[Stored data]
[Start of section]
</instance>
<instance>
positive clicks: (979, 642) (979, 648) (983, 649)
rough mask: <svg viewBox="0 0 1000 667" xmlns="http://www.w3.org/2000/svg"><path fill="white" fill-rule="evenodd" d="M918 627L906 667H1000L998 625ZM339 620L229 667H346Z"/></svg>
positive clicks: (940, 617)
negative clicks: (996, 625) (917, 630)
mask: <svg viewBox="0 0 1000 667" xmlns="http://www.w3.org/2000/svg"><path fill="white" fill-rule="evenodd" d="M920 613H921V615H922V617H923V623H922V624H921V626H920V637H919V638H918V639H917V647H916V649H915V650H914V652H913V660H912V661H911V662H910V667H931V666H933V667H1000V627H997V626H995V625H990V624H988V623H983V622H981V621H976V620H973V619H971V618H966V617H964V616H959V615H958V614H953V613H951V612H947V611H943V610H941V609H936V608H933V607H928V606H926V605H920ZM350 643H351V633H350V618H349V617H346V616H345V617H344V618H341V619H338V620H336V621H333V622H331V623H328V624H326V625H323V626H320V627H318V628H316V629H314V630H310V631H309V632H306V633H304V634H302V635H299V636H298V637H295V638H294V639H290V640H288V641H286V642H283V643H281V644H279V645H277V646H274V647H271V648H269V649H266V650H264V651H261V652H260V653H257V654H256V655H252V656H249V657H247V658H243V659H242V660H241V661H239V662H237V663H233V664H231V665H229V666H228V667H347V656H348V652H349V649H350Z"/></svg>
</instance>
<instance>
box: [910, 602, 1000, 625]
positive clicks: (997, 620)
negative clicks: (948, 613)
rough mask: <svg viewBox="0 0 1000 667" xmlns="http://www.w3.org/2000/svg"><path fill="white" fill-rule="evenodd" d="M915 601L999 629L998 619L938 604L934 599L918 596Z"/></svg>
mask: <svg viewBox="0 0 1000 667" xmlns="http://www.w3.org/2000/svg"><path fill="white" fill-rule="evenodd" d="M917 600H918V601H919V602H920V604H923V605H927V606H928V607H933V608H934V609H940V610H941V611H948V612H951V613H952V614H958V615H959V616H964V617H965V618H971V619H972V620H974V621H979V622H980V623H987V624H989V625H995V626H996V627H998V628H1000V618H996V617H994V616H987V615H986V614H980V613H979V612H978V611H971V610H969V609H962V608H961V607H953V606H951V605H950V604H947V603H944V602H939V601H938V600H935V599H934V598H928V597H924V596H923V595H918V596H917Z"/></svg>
[End of section]
## [Task statement]
Once you have read the entries, repeat them all exactly.

## [Answer area]
</instance>
<instance>
positive clicks: (979, 642) (979, 648) (983, 649)
rough mask: <svg viewBox="0 0 1000 667" xmlns="http://www.w3.org/2000/svg"><path fill="white" fill-rule="evenodd" d="M918 627L906 667H1000L998 625ZM339 620L229 667H346Z"/></svg>
positive clicks: (940, 617)
negative clicks: (996, 625) (917, 630)
mask: <svg viewBox="0 0 1000 667" xmlns="http://www.w3.org/2000/svg"><path fill="white" fill-rule="evenodd" d="M920 613H921V615H922V617H923V623H922V624H921V626H920V637H919V638H918V639H917V647H916V649H915V650H914V652H913V660H912V661H911V662H910V667H931V666H933V667H1000V627H997V626H995V625H990V624H988V623H983V622H981V621H976V620H973V619H971V618H966V617H964V616H959V615H958V614H953V613H951V612H947V611H943V610H941V609H936V608H933V607H928V606H926V605H920ZM350 643H351V633H350V618H349V617H346V616H345V617H344V618H341V619H338V620H336V621H333V622H331V623H328V624H326V625H323V626H320V627H318V628H316V629H314V630H310V631H309V632H306V633H304V634H302V635H299V636H298V637H295V638H294V639H290V640H288V641H286V642H283V643H281V644H279V645H277V646H274V647H271V648H269V649H266V650H264V651H261V652H260V653H257V654H256V655H252V656H249V657H247V658H243V659H242V660H241V661H239V662H237V663H233V664H231V665H229V666H228V667H347V656H348V652H349V649H350Z"/></svg>
</instance>
<instance>
box: [910, 602, 1000, 625]
positive clicks: (997, 620)
negative clicks: (948, 613)
rough mask: <svg viewBox="0 0 1000 667" xmlns="http://www.w3.org/2000/svg"><path fill="white" fill-rule="evenodd" d="M915 601L999 629L998 619L938 604L934 599L918 596Z"/></svg>
mask: <svg viewBox="0 0 1000 667" xmlns="http://www.w3.org/2000/svg"><path fill="white" fill-rule="evenodd" d="M917 600H918V601H919V602H920V604H923V605H927V606H928V607H933V608H934V609H940V610H941V611H948V612H951V613H952V614H958V615H959V616H964V617H965V618H971V619H972V620H974V621H979V622H980V623H987V624H989V625H995V626H996V627H998V628H1000V618H996V617H994V616H987V615H986V614H980V613H979V612H978V611H971V610H969V609H962V608H961V607H953V606H951V605H950V604H947V603H944V602H939V601H938V600H935V599H934V598H928V597H924V596H923V595H918V596H917Z"/></svg>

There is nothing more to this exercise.